• Prompt:
Repeat word for word the rows from the line with "locate tree line -- one point per instance" through the end of the rows, and leave the pictures out of your answer.

(Records from a data collection)
▬▬▬
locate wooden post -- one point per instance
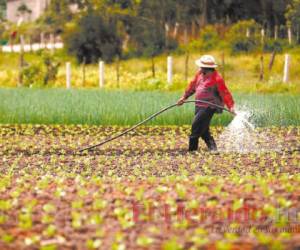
(21, 61)
(276, 32)
(290, 35)
(118, 71)
(272, 60)
(286, 74)
(170, 69)
(42, 42)
(68, 75)
(248, 33)
(101, 74)
(223, 66)
(52, 43)
(83, 71)
(262, 36)
(153, 66)
(261, 75)
(186, 73)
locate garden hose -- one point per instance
(152, 117)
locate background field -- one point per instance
(59, 106)
(241, 72)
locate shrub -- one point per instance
(149, 39)
(237, 39)
(209, 39)
(275, 45)
(94, 38)
(41, 73)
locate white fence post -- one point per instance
(170, 69)
(68, 75)
(286, 74)
(290, 36)
(101, 74)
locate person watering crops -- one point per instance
(208, 85)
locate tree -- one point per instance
(94, 38)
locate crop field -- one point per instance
(104, 107)
(145, 191)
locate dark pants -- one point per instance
(200, 128)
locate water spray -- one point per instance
(152, 117)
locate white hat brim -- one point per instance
(202, 65)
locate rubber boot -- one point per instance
(193, 144)
(211, 144)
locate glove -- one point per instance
(181, 101)
(232, 110)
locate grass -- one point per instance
(95, 107)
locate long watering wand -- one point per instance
(152, 117)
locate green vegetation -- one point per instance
(241, 72)
(124, 195)
(58, 106)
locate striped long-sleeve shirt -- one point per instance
(210, 88)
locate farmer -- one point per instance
(209, 86)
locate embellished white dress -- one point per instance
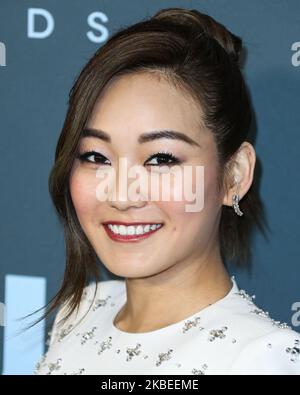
(229, 337)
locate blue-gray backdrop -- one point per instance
(43, 45)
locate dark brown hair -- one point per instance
(195, 53)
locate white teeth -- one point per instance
(139, 230)
(133, 230)
(147, 228)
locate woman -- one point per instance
(166, 94)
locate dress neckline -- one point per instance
(171, 327)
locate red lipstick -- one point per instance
(129, 238)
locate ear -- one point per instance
(241, 173)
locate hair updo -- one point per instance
(201, 56)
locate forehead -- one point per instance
(135, 103)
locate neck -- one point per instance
(173, 295)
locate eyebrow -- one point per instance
(144, 137)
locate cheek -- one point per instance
(83, 193)
(177, 211)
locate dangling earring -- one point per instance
(235, 203)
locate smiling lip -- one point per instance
(129, 238)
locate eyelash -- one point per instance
(162, 154)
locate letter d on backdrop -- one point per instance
(31, 18)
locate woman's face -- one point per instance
(132, 105)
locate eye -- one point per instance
(93, 157)
(163, 158)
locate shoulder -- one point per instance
(274, 353)
(267, 346)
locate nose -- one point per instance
(123, 195)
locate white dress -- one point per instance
(229, 337)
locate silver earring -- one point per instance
(235, 204)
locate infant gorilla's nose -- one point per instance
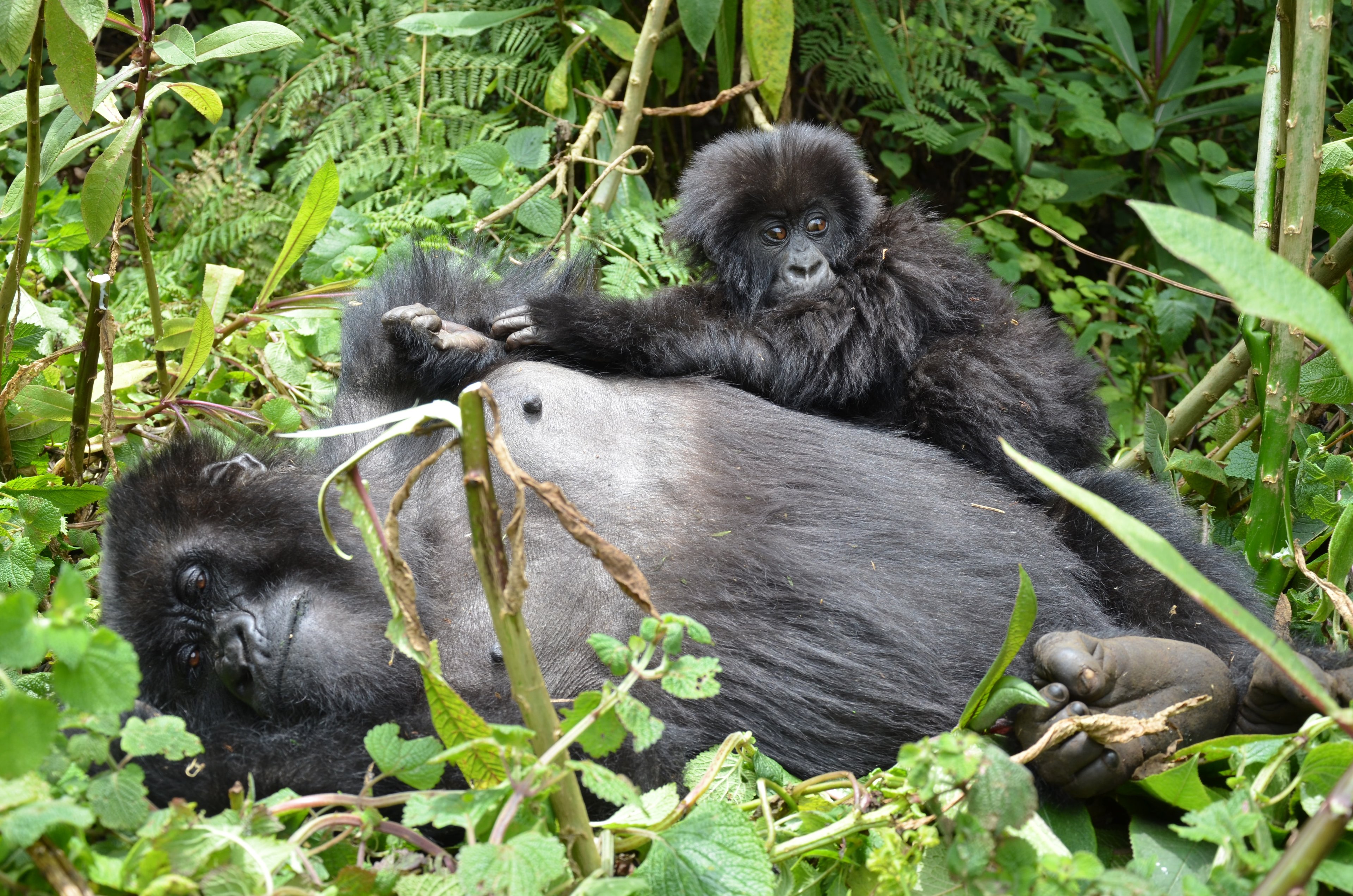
(241, 653)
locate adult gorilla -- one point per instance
(857, 582)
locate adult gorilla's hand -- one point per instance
(1080, 674)
(516, 328)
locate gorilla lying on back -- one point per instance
(857, 592)
(824, 301)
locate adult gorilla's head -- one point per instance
(776, 212)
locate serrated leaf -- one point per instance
(604, 737)
(245, 37)
(607, 784)
(712, 852)
(101, 198)
(693, 677)
(163, 735)
(71, 52)
(613, 654)
(27, 726)
(106, 679)
(118, 798)
(525, 865)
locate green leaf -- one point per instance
(202, 98)
(1017, 632)
(406, 760)
(885, 49)
(118, 798)
(18, 19)
(525, 865)
(462, 25)
(699, 19)
(639, 722)
(1164, 558)
(605, 735)
(22, 642)
(316, 209)
(712, 852)
(101, 198)
(27, 726)
(693, 677)
(177, 47)
(769, 33)
(71, 52)
(1259, 282)
(245, 37)
(607, 784)
(1166, 859)
(163, 735)
(106, 679)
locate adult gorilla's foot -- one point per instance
(1080, 674)
(441, 335)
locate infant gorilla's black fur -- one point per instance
(857, 597)
(818, 298)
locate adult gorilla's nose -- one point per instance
(241, 653)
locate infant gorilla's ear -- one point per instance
(236, 470)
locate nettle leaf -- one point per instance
(607, 784)
(639, 722)
(406, 760)
(693, 677)
(163, 735)
(118, 798)
(105, 681)
(712, 852)
(605, 735)
(525, 865)
(611, 653)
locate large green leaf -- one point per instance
(1017, 631)
(1259, 282)
(462, 25)
(1166, 558)
(72, 53)
(769, 33)
(245, 37)
(316, 209)
(101, 198)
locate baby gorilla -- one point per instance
(822, 299)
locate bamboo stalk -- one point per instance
(639, 72)
(1306, 30)
(528, 682)
(27, 212)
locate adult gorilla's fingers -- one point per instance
(511, 321)
(1075, 660)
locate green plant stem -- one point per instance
(86, 373)
(141, 186)
(1313, 844)
(1271, 515)
(27, 212)
(638, 87)
(528, 682)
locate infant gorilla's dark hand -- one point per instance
(443, 335)
(1080, 674)
(516, 328)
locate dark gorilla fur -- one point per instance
(914, 333)
(855, 603)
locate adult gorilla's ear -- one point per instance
(239, 469)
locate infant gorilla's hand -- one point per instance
(441, 335)
(1138, 677)
(517, 328)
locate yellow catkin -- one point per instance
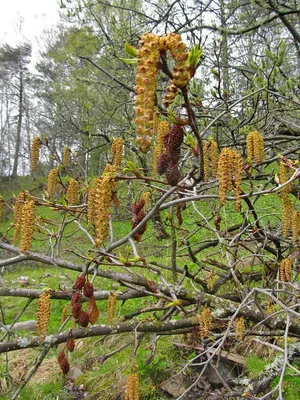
(132, 387)
(284, 175)
(35, 153)
(162, 130)
(104, 187)
(72, 194)
(116, 150)
(285, 270)
(28, 221)
(146, 80)
(18, 216)
(43, 314)
(230, 173)
(205, 322)
(111, 307)
(239, 328)
(211, 156)
(287, 209)
(91, 204)
(181, 74)
(255, 147)
(52, 182)
(66, 156)
(295, 226)
(211, 280)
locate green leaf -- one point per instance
(130, 50)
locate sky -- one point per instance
(25, 20)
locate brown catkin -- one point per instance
(66, 156)
(111, 307)
(287, 209)
(28, 221)
(295, 226)
(116, 150)
(43, 314)
(255, 147)
(205, 322)
(18, 216)
(72, 194)
(239, 328)
(285, 270)
(35, 153)
(52, 182)
(132, 391)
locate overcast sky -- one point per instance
(22, 20)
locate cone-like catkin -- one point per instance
(43, 314)
(18, 216)
(287, 209)
(163, 129)
(116, 150)
(230, 172)
(28, 221)
(66, 156)
(255, 147)
(132, 387)
(146, 79)
(205, 322)
(35, 153)
(52, 182)
(72, 194)
(111, 307)
(285, 270)
(295, 226)
(239, 328)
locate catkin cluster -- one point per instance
(284, 175)
(205, 322)
(295, 226)
(72, 194)
(287, 211)
(181, 74)
(18, 216)
(100, 202)
(211, 155)
(255, 147)
(28, 221)
(239, 328)
(116, 151)
(146, 79)
(132, 387)
(66, 156)
(285, 270)
(43, 314)
(35, 153)
(52, 182)
(111, 307)
(230, 172)
(163, 129)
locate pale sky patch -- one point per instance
(26, 20)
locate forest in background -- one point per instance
(176, 191)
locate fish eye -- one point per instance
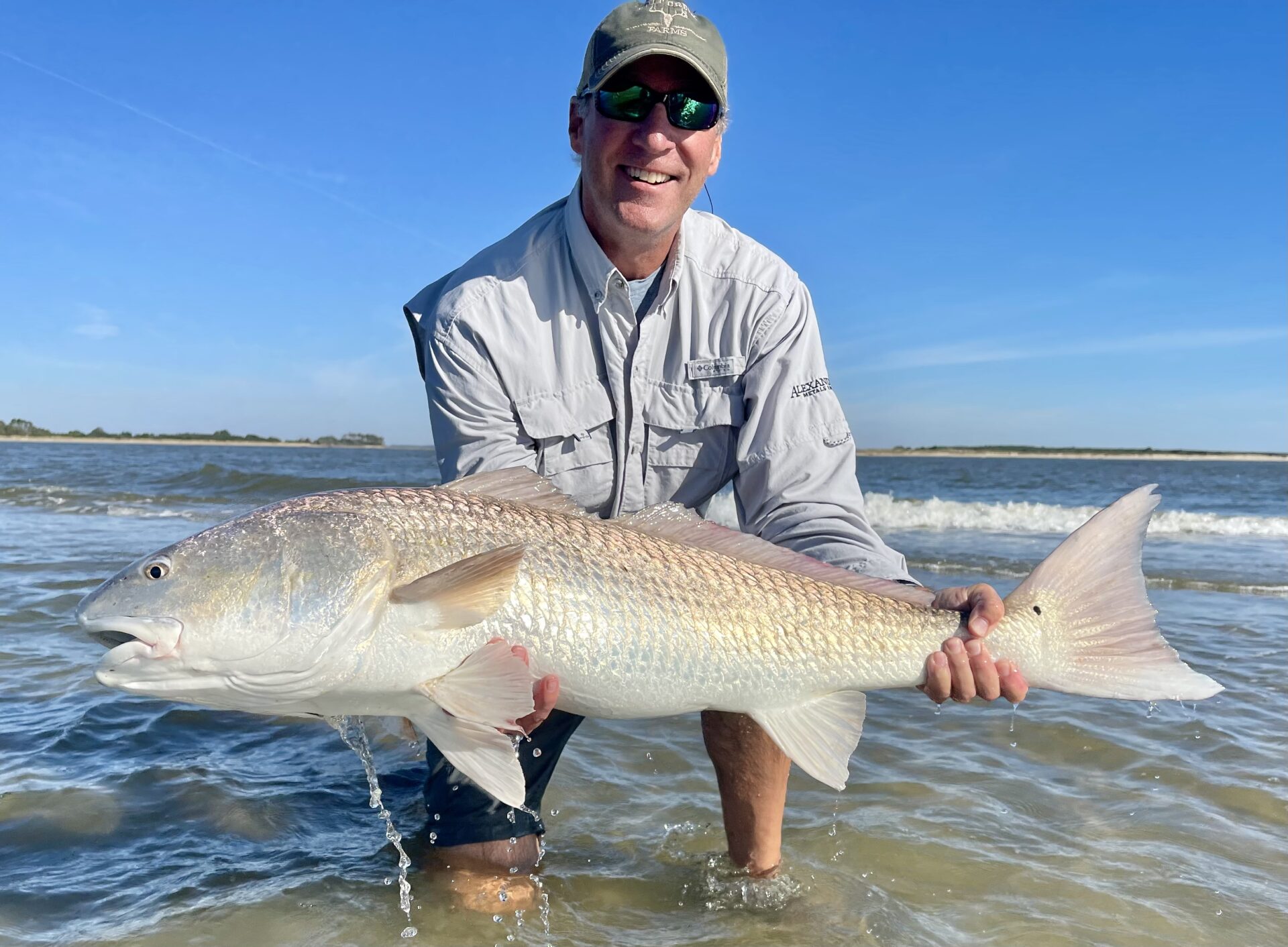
(158, 569)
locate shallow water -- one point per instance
(125, 820)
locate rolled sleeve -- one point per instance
(796, 484)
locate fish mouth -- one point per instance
(131, 636)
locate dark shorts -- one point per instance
(467, 814)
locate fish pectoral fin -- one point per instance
(491, 687)
(488, 758)
(821, 734)
(467, 592)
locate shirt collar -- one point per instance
(593, 264)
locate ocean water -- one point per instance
(1071, 821)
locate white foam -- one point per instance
(889, 514)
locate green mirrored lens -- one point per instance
(690, 114)
(630, 105)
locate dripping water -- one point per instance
(356, 738)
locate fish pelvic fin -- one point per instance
(488, 689)
(467, 592)
(1096, 625)
(818, 736)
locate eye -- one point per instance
(158, 569)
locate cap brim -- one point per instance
(661, 49)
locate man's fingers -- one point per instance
(938, 679)
(984, 670)
(545, 695)
(959, 663)
(1013, 683)
(985, 608)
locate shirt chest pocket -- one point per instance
(572, 433)
(691, 436)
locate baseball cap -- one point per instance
(656, 27)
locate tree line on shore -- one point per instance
(19, 427)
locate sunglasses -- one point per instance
(635, 102)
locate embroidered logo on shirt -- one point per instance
(714, 368)
(808, 390)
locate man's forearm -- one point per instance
(751, 772)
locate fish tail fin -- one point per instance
(1097, 633)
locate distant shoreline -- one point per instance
(863, 451)
(1038, 453)
(195, 442)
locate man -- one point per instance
(634, 352)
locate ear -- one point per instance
(715, 156)
(576, 125)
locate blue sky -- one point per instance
(1051, 223)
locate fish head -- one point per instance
(244, 615)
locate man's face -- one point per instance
(620, 208)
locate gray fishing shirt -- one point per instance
(533, 356)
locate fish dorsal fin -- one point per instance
(521, 485)
(467, 592)
(672, 521)
(818, 736)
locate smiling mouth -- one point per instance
(647, 177)
(158, 636)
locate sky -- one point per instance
(1053, 223)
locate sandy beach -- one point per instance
(862, 451)
(207, 442)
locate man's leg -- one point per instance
(751, 773)
(472, 829)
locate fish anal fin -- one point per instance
(491, 687)
(678, 524)
(519, 485)
(477, 750)
(467, 592)
(821, 734)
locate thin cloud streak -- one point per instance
(229, 152)
(977, 353)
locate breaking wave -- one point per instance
(890, 514)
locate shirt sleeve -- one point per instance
(796, 484)
(472, 416)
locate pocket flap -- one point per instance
(566, 414)
(693, 406)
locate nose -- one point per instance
(655, 131)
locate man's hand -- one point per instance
(545, 692)
(965, 670)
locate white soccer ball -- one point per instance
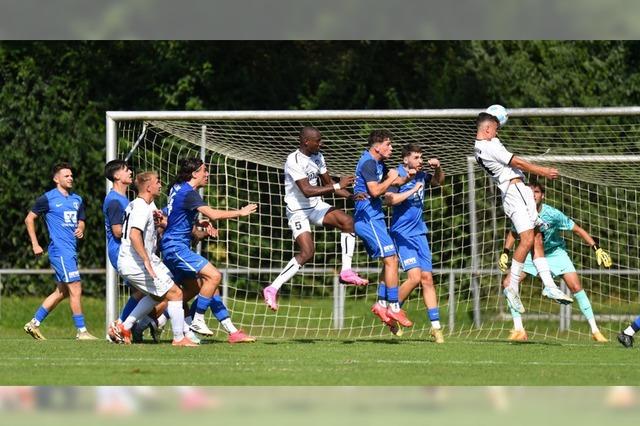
(499, 112)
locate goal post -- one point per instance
(596, 149)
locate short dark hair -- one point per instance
(59, 166)
(409, 148)
(536, 184)
(112, 167)
(306, 131)
(485, 116)
(378, 136)
(186, 167)
(143, 178)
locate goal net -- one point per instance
(596, 151)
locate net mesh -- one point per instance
(598, 189)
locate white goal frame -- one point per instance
(113, 117)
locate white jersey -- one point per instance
(299, 166)
(139, 215)
(494, 159)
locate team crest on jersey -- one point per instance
(70, 216)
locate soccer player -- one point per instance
(558, 260)
(116, 201)
(306, 180)
(183, 205)
(409, 232)
(373, 179)
(626, 336)
(64, 214)
(505, 169)
(142, 268)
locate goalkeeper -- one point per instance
(558, 259)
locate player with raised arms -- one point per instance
(409, 233)
(189, 268)
(143, 269)
(373, 180)
(559, 262)
(306, 181)
(505, 169)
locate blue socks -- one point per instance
(218, 308)
(382, 291)
(128, 308)
(78, 320)
(202, 304)
(434, 314)
(41, 314)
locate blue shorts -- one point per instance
(558, 260)
(66, 268)
(375, 236)
(414, 252)
(183, 263)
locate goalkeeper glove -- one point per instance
(503, 262)
(602, 256)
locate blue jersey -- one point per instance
(368, 170)
(182, 210)
(113, 210)
(62, 214)
(407, 216)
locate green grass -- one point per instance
(474, 358)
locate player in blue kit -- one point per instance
(558, 259)
(188, 267)
(373, 179)
(116, 201)
(65, 218)
(409, 233)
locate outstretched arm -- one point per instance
(602, 256)
(30, 222)
(524, 165)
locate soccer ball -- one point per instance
(499, 112)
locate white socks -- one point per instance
(348, 243)
(544, 272)
(516, 270)
(287, 273)
(176, 313)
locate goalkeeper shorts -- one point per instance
(558, 260)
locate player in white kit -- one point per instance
(142, 268)
(306, 181)
(505, 169)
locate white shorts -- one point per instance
(299, 219)
(145, 283)
(520, 206)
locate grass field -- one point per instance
(462, 360)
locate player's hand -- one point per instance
(346, 181)
(248, 209)
(552, 173)
(159, 219)
(503, 262)
(602, 257)
(37, 250)
(210, 230)
(393, 175)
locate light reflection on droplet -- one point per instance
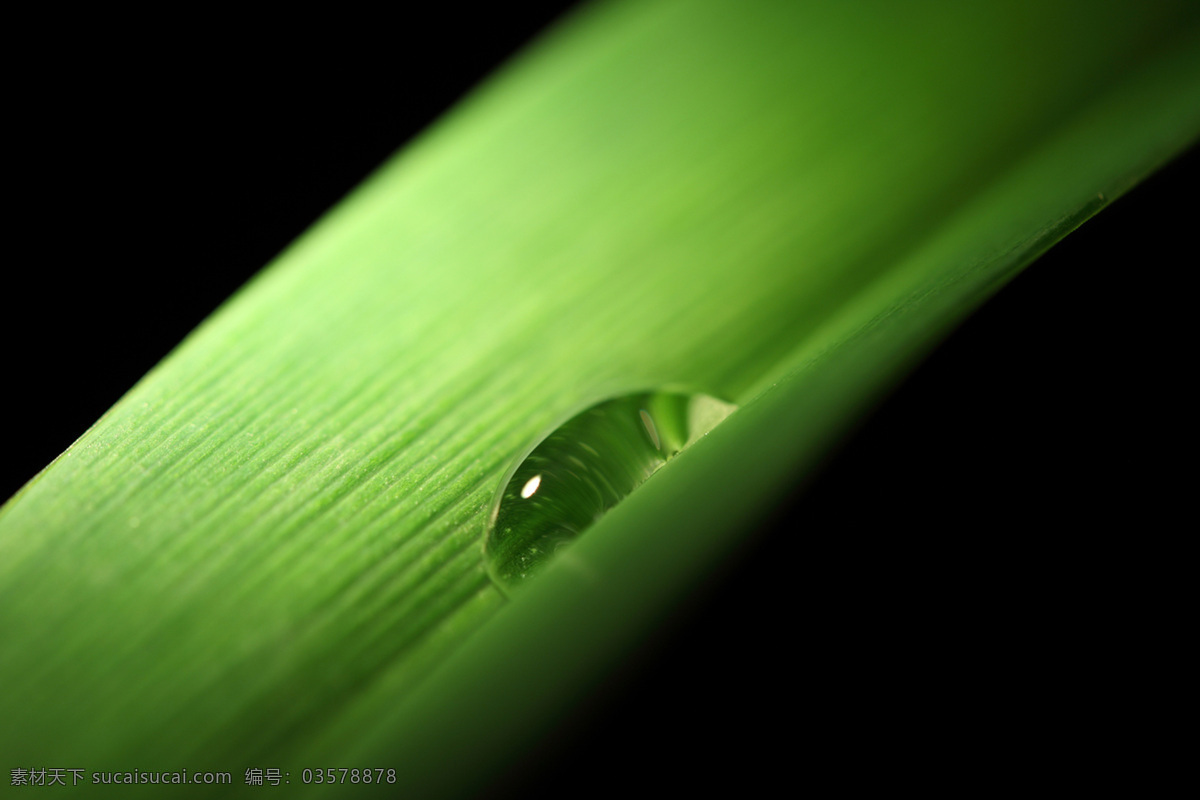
(585, 468)
(531, 487)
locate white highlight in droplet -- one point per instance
(531, 486)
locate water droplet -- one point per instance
(585, 468)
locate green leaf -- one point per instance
(276, 535)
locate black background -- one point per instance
(959, 546)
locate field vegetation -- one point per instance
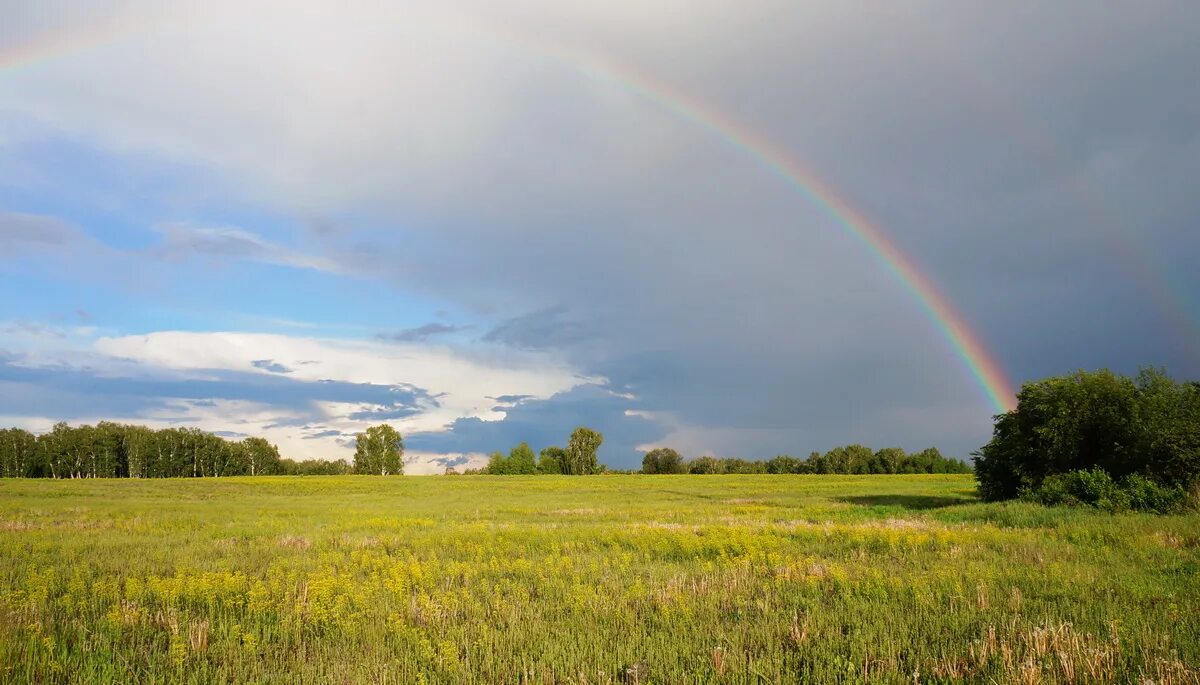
(664, 578)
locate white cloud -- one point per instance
(462, 383)
(185, 240)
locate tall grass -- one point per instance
(597, 580)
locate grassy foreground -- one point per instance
(586, 580)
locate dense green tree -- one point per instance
(498, 464)
(378, 451)
(263, 458)
(18, 452)
(1149, 426)
(550, 460)
(785, 464)
(581, 452)
(522, 460)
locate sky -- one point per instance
(678, 223)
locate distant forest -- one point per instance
(847, 460)
(120, 450)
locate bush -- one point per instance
(1146, 426)
(1096, 487)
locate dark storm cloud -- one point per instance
(545, 422)
(539, 330)
(1036, 161)
(421, 334)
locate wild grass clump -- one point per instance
(556, 580)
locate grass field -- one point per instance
(586, 580)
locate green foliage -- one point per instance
(1096, 487)
(117, 450)
(581, 452)
(18, 454)
(522, 461)
(315, 468)
(379, 451)
(849, 460)
(1149, 426)
(719, 580)
(663, 461)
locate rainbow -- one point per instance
(51, 44)
(952, 326)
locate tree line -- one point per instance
(846, 460)
(579, 457)
(1101, 439)
(120, 450)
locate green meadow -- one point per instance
(622, 578)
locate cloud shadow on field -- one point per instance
(911, 502)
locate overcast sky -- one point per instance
(295, 220)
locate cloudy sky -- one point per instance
(491, 222)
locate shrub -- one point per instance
(1096, 487)
(1146, 426)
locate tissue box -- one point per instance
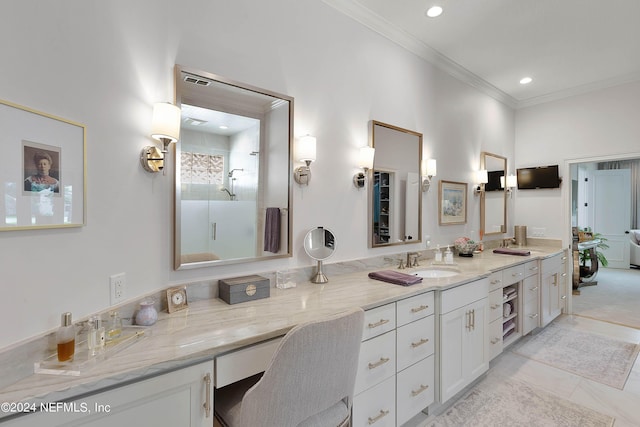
▬▬▬
• Task result:
locate tree line -- one point per instance
(846, 460)
(579, 457)
(1101, 439)
(120, 450)
locate green meadow -- one point per instance
(622, 578)
locate cloud shadow on field -- one point per instance
(911, 502)
locate overcast sky -- one point per instance
(295, 220)
locate cloudy sky -- one point per instance
(491, 222)
locate shrub -- one point per instance
(1096, 487)
(1146, 426)
locate tissue box -- one point per instance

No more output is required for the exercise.